Please copy the listing below line for line, leaving out the pictures.

── Records supplied

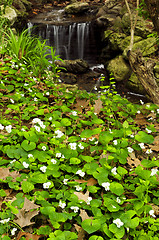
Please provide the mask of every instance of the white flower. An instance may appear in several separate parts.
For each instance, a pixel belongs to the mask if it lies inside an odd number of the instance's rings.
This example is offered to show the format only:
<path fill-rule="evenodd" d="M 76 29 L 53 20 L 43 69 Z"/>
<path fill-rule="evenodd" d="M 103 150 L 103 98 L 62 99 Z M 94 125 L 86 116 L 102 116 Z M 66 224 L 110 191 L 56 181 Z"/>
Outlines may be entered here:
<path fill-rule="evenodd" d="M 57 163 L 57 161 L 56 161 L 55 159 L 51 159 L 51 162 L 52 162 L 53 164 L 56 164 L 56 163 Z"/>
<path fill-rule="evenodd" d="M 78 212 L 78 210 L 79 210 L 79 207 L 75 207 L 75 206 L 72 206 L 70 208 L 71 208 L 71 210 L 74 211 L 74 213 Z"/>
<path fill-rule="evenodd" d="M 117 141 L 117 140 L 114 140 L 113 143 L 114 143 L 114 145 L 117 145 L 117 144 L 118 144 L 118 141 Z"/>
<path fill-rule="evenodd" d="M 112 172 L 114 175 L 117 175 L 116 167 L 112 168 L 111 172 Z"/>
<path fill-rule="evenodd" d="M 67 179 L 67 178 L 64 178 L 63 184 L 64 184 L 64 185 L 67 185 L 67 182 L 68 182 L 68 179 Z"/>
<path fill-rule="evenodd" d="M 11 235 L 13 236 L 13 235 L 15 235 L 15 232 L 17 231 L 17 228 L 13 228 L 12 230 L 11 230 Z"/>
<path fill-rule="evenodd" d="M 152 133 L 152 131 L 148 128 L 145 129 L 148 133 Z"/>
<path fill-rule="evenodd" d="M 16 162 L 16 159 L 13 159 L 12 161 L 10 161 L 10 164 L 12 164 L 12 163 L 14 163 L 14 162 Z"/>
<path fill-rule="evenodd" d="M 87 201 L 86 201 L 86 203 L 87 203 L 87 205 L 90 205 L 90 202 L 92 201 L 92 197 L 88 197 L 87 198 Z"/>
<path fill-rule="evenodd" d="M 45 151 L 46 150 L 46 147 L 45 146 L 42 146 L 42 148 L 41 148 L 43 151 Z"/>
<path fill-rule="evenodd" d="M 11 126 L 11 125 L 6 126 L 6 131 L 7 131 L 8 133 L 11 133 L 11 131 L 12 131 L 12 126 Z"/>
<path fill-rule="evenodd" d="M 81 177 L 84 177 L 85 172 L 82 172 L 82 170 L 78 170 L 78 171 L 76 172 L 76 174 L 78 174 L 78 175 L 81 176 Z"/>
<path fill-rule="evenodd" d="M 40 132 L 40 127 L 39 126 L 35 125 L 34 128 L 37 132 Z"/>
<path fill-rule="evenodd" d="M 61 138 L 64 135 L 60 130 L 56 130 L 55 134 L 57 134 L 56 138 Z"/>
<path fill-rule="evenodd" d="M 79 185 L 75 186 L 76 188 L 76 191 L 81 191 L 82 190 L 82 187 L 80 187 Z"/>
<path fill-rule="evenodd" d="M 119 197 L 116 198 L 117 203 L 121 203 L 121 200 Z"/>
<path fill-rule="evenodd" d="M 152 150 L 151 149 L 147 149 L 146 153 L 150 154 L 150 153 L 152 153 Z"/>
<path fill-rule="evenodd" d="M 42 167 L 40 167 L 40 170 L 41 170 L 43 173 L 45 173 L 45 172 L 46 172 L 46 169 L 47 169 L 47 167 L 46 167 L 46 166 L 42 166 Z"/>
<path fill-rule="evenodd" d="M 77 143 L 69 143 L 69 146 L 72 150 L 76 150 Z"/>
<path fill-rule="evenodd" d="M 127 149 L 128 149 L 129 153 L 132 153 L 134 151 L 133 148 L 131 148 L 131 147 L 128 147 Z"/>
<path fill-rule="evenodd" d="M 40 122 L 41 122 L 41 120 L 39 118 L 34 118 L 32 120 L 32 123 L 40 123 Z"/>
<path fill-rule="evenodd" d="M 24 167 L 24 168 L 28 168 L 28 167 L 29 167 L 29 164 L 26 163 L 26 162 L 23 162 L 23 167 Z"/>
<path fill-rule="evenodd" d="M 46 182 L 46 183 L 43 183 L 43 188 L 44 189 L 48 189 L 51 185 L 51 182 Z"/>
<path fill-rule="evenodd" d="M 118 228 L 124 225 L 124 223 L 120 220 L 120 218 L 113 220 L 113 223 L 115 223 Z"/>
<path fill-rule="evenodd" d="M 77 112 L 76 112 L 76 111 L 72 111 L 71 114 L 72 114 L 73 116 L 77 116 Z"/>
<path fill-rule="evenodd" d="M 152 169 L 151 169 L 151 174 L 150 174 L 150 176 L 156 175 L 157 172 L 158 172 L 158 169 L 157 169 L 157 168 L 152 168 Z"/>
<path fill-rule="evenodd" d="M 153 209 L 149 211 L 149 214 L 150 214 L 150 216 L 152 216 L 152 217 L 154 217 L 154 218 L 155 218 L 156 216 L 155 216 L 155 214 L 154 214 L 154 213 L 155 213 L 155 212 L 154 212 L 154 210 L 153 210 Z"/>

────

Expected answer ->
Please provide the mask of every instance of the white flower. An instance may appear in several separate parts.
For each instance, a pixel belongs to the mask if it lies inside an odd number of the instance's rings.
This example is offered to show the format only:
<path fill-rule="evenodd" d="M 76 29 L 53 20 L 43 69 Z"/>
<path fill-rule="evenodd" d="M 103 150 L 103 98 L 62 99 Z M 94 125 L 86 116 L 102 116 Z M 66 224 L 110 191 L 56 181 Z"/>
Outlines may be entered here:
<path fill-rule="evenodd" d="M 57 163 L 57 161 L 56 161 L 55 159 L 51 159 L 51 162 L 52 162 L 53 164 L 56 164 L 56 163 Z"/>
<path fill-rule="evenodd" d="M 78 212 L 78 210 L 79 210 L 79 207 L 75 207 L 75 206 L 72 206 L 70 208 L 71 208 L 71 210 L 74 211 L 74 213 Z"/>
<path fill-rule="evenodd" d="M 117 141 L 117 140 L 114 140 L 113 143 L 114 143 L 114 145 L 117 145 L 117 144 L 118 144 L 118 141 Z"/>
<path fill-rule="evenodd" d="M 112 172 L 114 175 L 117 175 L 116 167 L 112 168 L 111 172 Z"/>
<path fill-rule="evenodd" d="M 67 179 L 67 178 L 64 178 L 63 184 L 64 184 L 64 185 L 67 185 L 67 182 L 68 182 L 68 179 Z"/>
<path fill-rule="evenodd" d="M 11 235 L 13 236 L 13 235 L 15 235 L 15 232 L 17 231 L 17 228 L 13 228 L 12 230 L 11 230 Z"/>
<path fill-rule="evenodd" d="M 152 133 L 152 131 L 148 128 L 145 129 L 148 133 Z"/>
<path fill-rule="evenodd" d="M 16 162 L 16 159 L 13 159 L 12 161 L 10 161 L 10 164 L 12 164 L 12 163 L 14 163 L 14 162 Z"/>
<path fill-rule="evenodd" d="M 87 201 L 86 201 L 86 203 L 87 203 L 87 205 L 90 205 L 90 202 L 92 201 L 92 197 L 88 197 L 87 198 Z"/>
<path fill-rule="evenodd" d="M 45 151 L 46 150 L 46 147 L 45 146 L 42 146 L 42 148 L 41 148 L 43 151 Z"/>
<path fill-rule="evenodd" d="M 11 126 L 11 125 L 6 126 L 6 131 L 7 131 L 8 133 L 11 133 L 11 131 L 12 131 L 12 126 Z"/>
<path fill-rule="evenodd" d="M 81 177 L 84 177 L 85 172 L 82 172 L 82 170 L 78 170 L 78 171 L 76 172 L 76 174 L 78 174 L 78 175 L 81 176 Z"/>
<path fill-rule="evenodd" d="M 40 132 L 40 127 L 39 126 L 35 125 L 34 128 L 37 132 Z"/>
<path fill-rule="evenodd" d="M 61 138 L 64 135 L 60 130 L 56 130 L 55 134 L 57 134 L 56 138 Z"/>
<path fill-rule="evenodd" d="M 79 185 L 75 186 L 76 188 L 76 191 L 81 191 L 82 190 L 82 187 L 80 187 Z"/>
<path fill-rule="evenodd" d="M 119 197 L 116 198 L 117 203 L 121 203 L 121 200 Z"/>
<path fill-rule="evenodd" d="M 152 150 L 151 149 L 147 149 L 146 153 L 150 154 L 150 153 L 152 153 Z"/>
<path fill-rule="evenodd" d="M 42 167 L 40 167 L 40 170 L 41 170 L 43 173 L 45 173 L 45 172 L 46 172 L 46 169 L 47 169 L 47 167 L 46 167 L 46 166 L 42 166 Z"/>
<path fill-rule="evenodd" d="M 77 143 L 69 143 L 69 146 L 72 150 L 76 150 Z"/>
<path fill-rule="evenodd" d="M 127 149 L 128 149 L 129 153 L 132 153 L 134 151 L 133 148 L 131 148 L 131 147 L 128 147 Z"/>
<path fill-rule="evenodd" d="M 40 122 L 41 122 L 41 120 L 39 118 L 34 118 L 32 120 L 32 123 L 40 123 Z"/>
<path fill-rule="evenodd" d="M 24 167 L 24 168 L 28 168 L 28 167 L 29 167 L 29 164 L 26 163 L 26 162 L 23 162 L 23 167 Z"/>
<path fill-rule="evenodd" d="M 46 182 L 46 183 L 43 183 L 43 188 L 44 189 L 48 189 L 51 185 L 51 182 Z"/>
<path fill-rule="evenodd" d="M 118 228 L 124 225 L 124 223 L 120 220 L 120 218 L 113 220 L 113 223 L 115 223 Z"/>
<path fill-rule="evenodd" d="M 77 112 L 76 112 L 76 111 L 72 111 L 71 114 L 72 114 L 73 116 L 77 116 Z"/>
<path fill-rule="evenodd" d="M 152 169 L 151 169 L 151 174 L 150 174 L 150 176 L 156 175 L 157 172 L 158 172 L 158 169 L 157 169 L 157 168 L 152 168 Z"/>
<path fill-rule="evenodd" d="M 153 209 L 149 211 L 149 214 L 150 214 L 150 216 L 152 216 L 152 217 L 154 217 L 154 218 L 155 218 L 156 216 L 155 216 L 155 214 L 154 214 L 154 213 L 155 213 L 155 212 L 154 212 L 154 210 L 153 210 Z"/>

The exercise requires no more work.